→ Short problem 1
Format the listing as a JSON list of strings, one string per line and no blank lines, covering only the lines from the one containing "of the shaggy" through the end of the listing.

→ Source document

Suppose we play the following simple game on the 5-by-5 grid of squares shown at right.
• Begin with your game piece on the upper left square (marked "S" for "Start").
• You move your game piece by flipping a coin:
o If the coin comes up "heads", you move one square to the right.
o If it comes up "tails", you move one square down.
o If you are on the right edge and get "heads", you do nothing and wait for the next coin flip. Similarly if you are on the bottom row and get "tails".
• You keep moving until you either
o lose by landing on one of the red squares along the diagonal, or
o win by arriving safely at the lower right corner (marked "F" for "Finish").
Your challenge this week is to calculate the probability that you will win this game. Assume that the coin you flip is a fair one.
Answer by richard1234(7193) About Me  (Show Source):
You can put this solution on YOUR website!
You lose if and only if the number of heads flipped equals the numbers of tails flipped (and does not equal 4). This means, a sequence such as HT or HHTT or HHTHTT loses.

We can easily find the probability of losing on the second coin flip. Out of 4 possible sequences HH, HT, TH, TT, two of them (HT, TH) lose. Therefore the probability is 1/2.

Finding the probability of losing on the fourth coin flip is a bit tricky. We need to find the probability of obtaining two H's and two T's, provided that the first two flips do not yield one head and one tail. Here, the only possible cases are HHTT and TTHH. There are 2^4 = 16 four-flip sequences, but we must ignore ones beginning with TH and HT (since these already lose), so there are only eight four-flip sequences. The probability here is 2/8 = 1/4.

Now we need to find the probability of losing on the sixth coin flip. Here, we need to obtain three H's and three T's, provided that the first two flips are not T,H and the first four flips are not T,T,H,H in some order. This appears tricky, but we can make it easier by analyzing the only possible sequences for the first four flips.

Note that we cannot begin with TH, HT, or TTHH, HHTT. Here, we must begin with either TTHT, TTTH, or HHTH, HHHT. Note that since each of these sub-sequences contains either three T's or three H's, the other two flips will be uniquely determined. Therefore the only possible losing sequences are

TTHTHH
TTTHHH
HHTHTT
HHHTTT (4 sequences)

There are 2^6 = 64 possible sequences of length six. However, we must subtract those sequences which begin HT, TH, HHTT, TTHH. These subsequences are disjoint, and it can be checked that there are 16, 16, 4, and 4 sequences with these characteristics respectively (see why?). Therefore the number of possible sequences of length six is 64 - 16 - 16 - 4 - 4 = 24. The probability of losing on the sixth coin flip is 4/24 = 1/6.

It is impossible to lose on the eighth coin flip because we either would have won, or would have been hitting the sides of the checkerboard. Therefore the probability of losing is 1/2 + 1/4 + 1/6 = 11/12, so the probability of winning is 1 - 11/12 = 1/12.

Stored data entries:
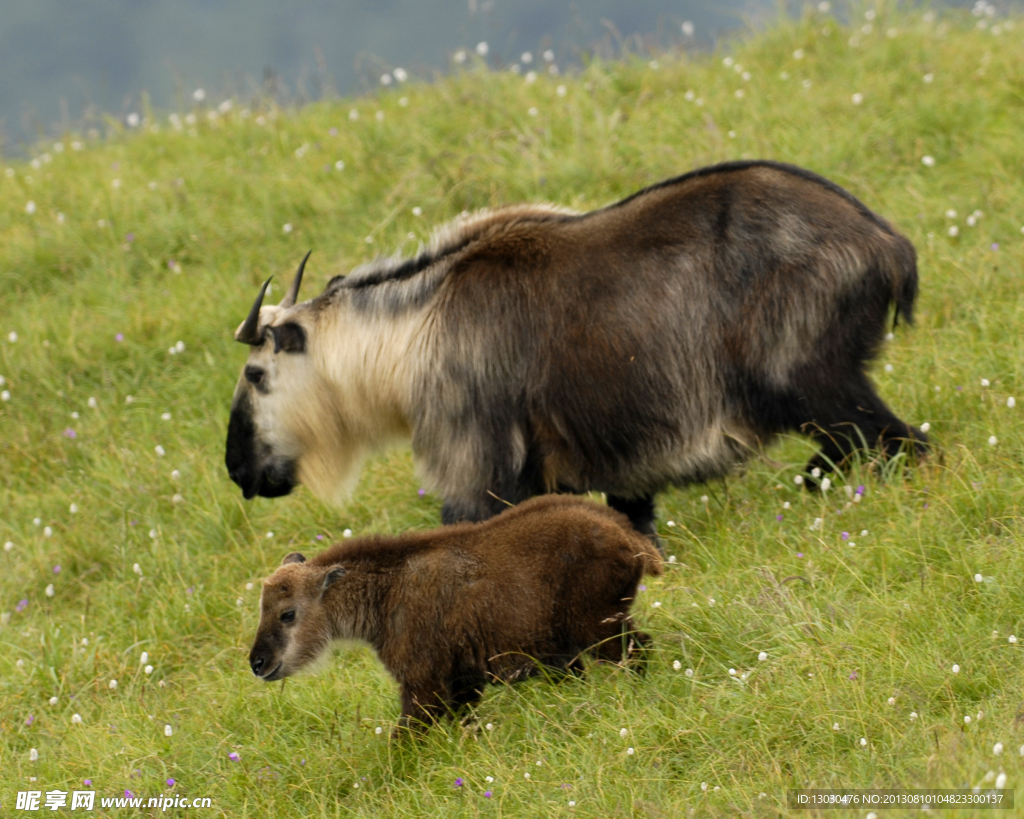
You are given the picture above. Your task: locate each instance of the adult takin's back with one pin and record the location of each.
(660, 340)
(453, 609)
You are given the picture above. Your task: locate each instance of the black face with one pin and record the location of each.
(263, 658)
(249, 463)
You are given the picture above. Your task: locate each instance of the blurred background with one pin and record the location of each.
(66, 65)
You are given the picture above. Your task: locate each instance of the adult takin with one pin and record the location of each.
(450, 610)
(660, 340)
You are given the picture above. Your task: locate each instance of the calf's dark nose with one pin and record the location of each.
(257, 663)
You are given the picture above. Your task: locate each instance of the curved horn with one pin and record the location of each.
(248, 334)
(293, 291)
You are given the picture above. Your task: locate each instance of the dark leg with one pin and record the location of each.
(466, 691)
(626, 646)
(637, 649)
(855, 418)
(420, 709)
(640, 511)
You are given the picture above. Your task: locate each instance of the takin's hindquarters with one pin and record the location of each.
(450, 610)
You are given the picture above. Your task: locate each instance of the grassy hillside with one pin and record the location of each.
(887, 624)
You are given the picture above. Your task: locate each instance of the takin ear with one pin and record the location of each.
(290, 337)
(333, 575)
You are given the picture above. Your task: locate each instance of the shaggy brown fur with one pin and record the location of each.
(452, 609)
(660, 340)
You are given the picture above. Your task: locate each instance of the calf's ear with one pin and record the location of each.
(334, 574)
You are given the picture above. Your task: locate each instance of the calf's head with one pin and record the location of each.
(294, 629)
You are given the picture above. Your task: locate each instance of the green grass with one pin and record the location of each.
(845, 628)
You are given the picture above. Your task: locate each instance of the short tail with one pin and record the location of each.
(648, 555)
(904, 277)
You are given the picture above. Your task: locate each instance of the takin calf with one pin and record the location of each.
(660, 340)
(452, 609)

→ Short problem 2
Reproduce verbatim the part of the coin-flip grid game text that runs from "Finding the probability" to "first four flips.".

→ Complete output 1
[
  "You are given the picture above. Your task: locate each instance of the shaggy brown fur with one pin and record the location of each.",
  "(452, 609)",
  "(660, 340)",
  "You are given the picture above. Your task: locate each instance of the calf's ear with one pin and record the location of each.",
  "(334, 574)",
  "You are given the picture above. Your task: locate each instance of the calf's head with one pin and record the location of each.",
  "(294, 629)",
  "You are given the picture above. Your task: locate each instance of the green grass with one pin and record the location of each.",
  "(845, 628)",
  "You are given the picture above. Your task: locate each instance of the short tail with one pin and record the location of each.",
  "(648, 555)",
  "(904, 277)",
  "You are given the picture above. Your task: locate each instance of the takin calf with one pin and record the location of each.",
  "(660, 340)",
  "(452, 609)"
]

→ Complete output 2
Finding the probability of losing on the fourth coin flip is a bit tricky. We need to find the probability of obtaining two H's and two T's, provided that the first two flips do not yield one head and one tail. Here, the only possible cases are HHTT and TTHH. There are 2^4 = 16 four-flip sequences, but we must ignore ones beginning with TH and HT (since these already lose), so there are only eight four-flip sequences. The probability here is 2/8 = 1/4.

Now we need to find the probability of losing on the sixth coin flip. Here, we need to obtain three H's and three T's, provided that the first two flips are not T,H and the first four flips are not T,T,H,H in some order. This appears tricky, but we can make it easier by analyzing the only possible sequences for the first four flips.